▶ [What this task involves]
Recast the part of the records that opens with the line containing "task: segment the alpine valley" and continues through the end of the records as a numbered list, with blank lines left out. Include only that part.

Segmentation annotation records:

******

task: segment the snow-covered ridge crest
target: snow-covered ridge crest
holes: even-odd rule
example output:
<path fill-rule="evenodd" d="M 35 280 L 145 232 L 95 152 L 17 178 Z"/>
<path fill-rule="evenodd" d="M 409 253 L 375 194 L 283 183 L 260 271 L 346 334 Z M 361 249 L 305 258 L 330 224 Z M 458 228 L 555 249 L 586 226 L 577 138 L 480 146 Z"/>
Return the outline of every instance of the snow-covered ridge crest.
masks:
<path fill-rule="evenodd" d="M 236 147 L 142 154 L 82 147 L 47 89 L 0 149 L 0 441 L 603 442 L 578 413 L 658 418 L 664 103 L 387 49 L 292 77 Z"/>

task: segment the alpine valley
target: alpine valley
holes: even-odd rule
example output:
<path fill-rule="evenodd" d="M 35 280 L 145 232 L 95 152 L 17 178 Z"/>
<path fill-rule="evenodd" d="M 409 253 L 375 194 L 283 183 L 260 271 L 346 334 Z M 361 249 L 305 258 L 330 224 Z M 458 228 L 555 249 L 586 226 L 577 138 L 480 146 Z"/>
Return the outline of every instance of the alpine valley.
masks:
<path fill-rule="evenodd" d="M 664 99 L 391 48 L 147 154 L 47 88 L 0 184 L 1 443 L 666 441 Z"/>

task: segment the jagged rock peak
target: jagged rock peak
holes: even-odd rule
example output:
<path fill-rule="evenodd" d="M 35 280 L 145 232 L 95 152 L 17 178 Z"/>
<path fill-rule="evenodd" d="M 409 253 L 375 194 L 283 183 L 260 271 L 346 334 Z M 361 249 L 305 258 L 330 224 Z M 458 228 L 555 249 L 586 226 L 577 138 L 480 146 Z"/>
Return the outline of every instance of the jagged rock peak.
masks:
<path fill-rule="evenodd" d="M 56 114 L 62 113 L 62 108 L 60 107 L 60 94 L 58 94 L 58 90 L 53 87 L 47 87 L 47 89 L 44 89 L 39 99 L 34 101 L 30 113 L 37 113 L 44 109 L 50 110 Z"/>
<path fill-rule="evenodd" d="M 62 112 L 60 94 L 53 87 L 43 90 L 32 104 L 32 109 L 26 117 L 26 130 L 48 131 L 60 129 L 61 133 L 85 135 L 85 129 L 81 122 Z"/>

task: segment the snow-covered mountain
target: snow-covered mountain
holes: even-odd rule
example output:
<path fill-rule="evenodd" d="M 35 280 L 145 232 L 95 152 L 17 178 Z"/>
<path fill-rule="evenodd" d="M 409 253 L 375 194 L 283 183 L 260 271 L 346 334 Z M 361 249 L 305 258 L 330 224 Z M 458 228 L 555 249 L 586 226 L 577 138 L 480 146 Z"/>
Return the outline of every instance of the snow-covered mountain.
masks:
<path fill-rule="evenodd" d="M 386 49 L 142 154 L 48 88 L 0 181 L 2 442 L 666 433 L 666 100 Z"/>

******

▶ [Finished task]
1. task: segment the alpine valley
2. target: alpine valley
3. holes: even-odd rule
4. example output:
5. <path fill-rule="evenodd" d="M 35 280 L 145 232 L 95 152 L 17 178 Z"/>
6. <path fill-rule="evenodd" d="M 409 253 L 375 194 L 283 183 L 260 271 L 346 334 Z M 361 249 L 305 258 L 330 224 Z M 458 228 L 555 249 L 586 226 L 577 138 L 480 146 Z"/>
7. Return the outline of every instance of the alpine valley.
8. masks:
9. <path fill-rule="evenodd" d="M 664 99 L 391 48 L 147 154 L 47 88 L 0 184 L 1 443 L 666 441 Z"/>
10. task: segment the jagged rock peak
11. target: jagged rock peak
12. holes: even-odd rule
13. example output:
14. <path fill-rule="evenodd" d="M 35 280 L 145 232 L 95 152 L 17 178 Z"/>
15. <path fill-rule="evenodd" d="M 409 253 L 375 194 L 283 183 L 260 271 L 346 334 Z M 361 249 L 305 258 L 330 224 Z M 458 228 L 555 249 L 586 226 L 577 138 L 480 146 Z"/>
16. Return the outline of every instance of the jagged rock peak.
17. masks:
18. <path fill-rule="evenodd" d="M 56 114 L 62 113 L 62 108 L 60 107 L 60 94 L 58 94 L 58 90 L 53 87 L 47 87 L 47 89 L 44 89 L 39 99 L 34 101 L 30 113 L 37 113 L 44 109 L 50 110 Z"/>
19. <path fill-rule="evenodd" d="M 62 112 L 60 94 L 53 87 L 43 90 L 32 104 L 32 109 L 26 117 L 26 130 L 48 131 L 60 129 L 61 133 L 85 135 L 85 129 L 81 122 Z"/>
20. task: segment the snow-covered mountain
21. target: snow-covered mountain
22. holes: even-odd rule
23. example output:
24. <path fill-rule="evenodd" d="M 35 280 L 145 232 L 95 152 L 17 178 Z"/>
25. <path fill-rule="evenodd" d="M 409 253 L 375 194 L 283 183 L 260 271 L 346 334 Z M 361 249 L 305 258 L 330 224 Z M 458 228 L 555 249 L 586 226 L 577 138 L 480 146 Z"/>
26. Return the outline of every instance of the snow-covered mountain.
27. masks:
28. <path fill-rule="evenodd" d="M 386 49 L 142 154 L 48 88 L 0 181 L 2 442 L 666 433 L 666 100 Z"/>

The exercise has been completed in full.